## START
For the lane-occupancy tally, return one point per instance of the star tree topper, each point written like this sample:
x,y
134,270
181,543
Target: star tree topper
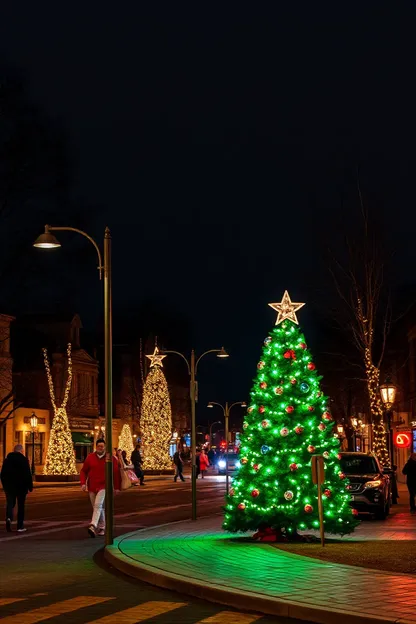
x,y
286,309
156,358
## END
-- Exercise directions --
Rewrite every line of the rows above as a numbered list, leaving out blank lines and the pictures.

-- Response to the exercise --
1. For the lane-occupancy tally, return one point per instance of the star tree topper, each point written like this sample:
2. x,y
3. 134,270
4. 181,543
5. Target: star tree topper
6. x,y
7. 286,309
8. 156,358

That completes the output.